> _WRITTEN TASK_: Please gather every line of the listing below that contains the string "lawn", and copy each one. Case matters.

> _RECORD EXTRACTS_:

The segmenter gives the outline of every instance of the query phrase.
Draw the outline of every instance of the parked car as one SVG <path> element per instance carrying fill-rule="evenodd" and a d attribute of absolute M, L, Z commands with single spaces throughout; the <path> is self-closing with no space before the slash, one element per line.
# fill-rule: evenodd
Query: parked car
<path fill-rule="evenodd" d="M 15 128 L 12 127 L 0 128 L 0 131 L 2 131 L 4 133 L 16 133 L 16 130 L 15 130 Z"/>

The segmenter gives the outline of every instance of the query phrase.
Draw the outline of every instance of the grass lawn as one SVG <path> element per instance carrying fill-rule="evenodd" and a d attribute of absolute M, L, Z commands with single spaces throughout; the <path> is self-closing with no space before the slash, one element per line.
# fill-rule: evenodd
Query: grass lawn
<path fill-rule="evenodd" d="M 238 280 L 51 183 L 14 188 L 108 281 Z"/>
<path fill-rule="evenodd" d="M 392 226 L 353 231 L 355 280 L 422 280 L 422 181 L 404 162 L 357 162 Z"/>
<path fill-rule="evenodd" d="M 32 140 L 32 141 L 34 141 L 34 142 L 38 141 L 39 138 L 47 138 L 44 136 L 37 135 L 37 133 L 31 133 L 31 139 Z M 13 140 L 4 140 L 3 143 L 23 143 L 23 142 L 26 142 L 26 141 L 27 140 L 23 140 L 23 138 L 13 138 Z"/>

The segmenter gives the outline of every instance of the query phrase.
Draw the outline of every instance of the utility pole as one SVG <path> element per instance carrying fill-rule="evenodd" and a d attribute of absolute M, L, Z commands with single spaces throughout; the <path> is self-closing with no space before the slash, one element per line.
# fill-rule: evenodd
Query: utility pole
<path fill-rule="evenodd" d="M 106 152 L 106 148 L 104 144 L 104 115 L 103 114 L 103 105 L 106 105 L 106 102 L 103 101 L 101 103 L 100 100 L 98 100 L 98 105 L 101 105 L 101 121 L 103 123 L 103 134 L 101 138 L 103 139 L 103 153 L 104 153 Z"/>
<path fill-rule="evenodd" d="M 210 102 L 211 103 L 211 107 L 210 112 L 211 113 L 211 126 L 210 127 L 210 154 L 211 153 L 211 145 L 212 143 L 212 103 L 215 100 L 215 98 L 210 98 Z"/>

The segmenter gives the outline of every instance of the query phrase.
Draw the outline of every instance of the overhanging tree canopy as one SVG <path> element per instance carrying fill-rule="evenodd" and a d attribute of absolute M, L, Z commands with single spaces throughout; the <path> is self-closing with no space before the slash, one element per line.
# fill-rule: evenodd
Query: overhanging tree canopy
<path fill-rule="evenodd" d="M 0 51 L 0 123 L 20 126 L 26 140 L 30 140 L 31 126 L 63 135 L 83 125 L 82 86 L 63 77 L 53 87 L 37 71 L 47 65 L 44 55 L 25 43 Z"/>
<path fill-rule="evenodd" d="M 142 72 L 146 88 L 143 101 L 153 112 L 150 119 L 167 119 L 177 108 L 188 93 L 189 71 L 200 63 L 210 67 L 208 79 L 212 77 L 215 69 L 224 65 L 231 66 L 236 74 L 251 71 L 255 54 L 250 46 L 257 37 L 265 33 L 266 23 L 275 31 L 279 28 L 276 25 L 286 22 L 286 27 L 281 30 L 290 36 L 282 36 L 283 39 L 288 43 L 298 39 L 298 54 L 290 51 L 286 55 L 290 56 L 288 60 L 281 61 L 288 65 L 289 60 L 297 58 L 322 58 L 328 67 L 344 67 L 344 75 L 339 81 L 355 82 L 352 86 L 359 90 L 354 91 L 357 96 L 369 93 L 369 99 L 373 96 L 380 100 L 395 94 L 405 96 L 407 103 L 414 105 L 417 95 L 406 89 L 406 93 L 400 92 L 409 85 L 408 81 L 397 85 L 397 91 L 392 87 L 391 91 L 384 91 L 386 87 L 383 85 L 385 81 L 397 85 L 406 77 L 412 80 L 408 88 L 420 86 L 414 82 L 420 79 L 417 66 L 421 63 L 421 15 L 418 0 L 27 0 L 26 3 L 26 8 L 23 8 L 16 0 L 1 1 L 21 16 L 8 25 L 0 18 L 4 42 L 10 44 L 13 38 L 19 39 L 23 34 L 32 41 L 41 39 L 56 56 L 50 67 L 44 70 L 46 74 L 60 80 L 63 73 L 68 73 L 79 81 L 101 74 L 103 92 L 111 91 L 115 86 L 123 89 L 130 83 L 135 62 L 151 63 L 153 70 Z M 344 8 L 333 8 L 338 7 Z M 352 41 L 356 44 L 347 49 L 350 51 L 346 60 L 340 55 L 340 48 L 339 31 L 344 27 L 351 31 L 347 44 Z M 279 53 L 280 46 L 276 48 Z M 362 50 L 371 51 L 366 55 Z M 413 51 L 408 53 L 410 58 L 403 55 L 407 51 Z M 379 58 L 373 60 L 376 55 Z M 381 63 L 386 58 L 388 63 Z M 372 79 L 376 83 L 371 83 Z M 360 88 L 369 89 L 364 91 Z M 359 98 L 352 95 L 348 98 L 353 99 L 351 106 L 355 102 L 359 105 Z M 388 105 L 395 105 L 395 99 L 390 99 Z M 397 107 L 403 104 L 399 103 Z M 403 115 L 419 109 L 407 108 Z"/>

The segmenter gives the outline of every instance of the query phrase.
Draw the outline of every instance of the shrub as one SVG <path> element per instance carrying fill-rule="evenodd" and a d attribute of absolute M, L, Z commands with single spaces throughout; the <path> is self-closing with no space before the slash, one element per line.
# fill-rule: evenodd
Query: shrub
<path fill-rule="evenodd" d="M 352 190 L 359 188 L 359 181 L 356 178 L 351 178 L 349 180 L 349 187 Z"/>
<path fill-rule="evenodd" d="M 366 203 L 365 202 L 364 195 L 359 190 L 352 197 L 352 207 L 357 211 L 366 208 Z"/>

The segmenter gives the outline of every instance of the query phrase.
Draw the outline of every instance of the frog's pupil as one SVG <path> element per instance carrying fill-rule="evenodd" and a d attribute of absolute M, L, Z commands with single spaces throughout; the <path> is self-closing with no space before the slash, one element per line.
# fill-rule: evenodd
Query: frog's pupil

> _THE RESPONSE_:
Draw the outline of every instance of the grass lawn as one SVG <path> element per instance carrying fill-rule="evenodd" and a d attribute of absolute M, L, Z commands with single spaces throughout; the <path> is self-closing with no space before the slash, one element per line.
Query: grass lawn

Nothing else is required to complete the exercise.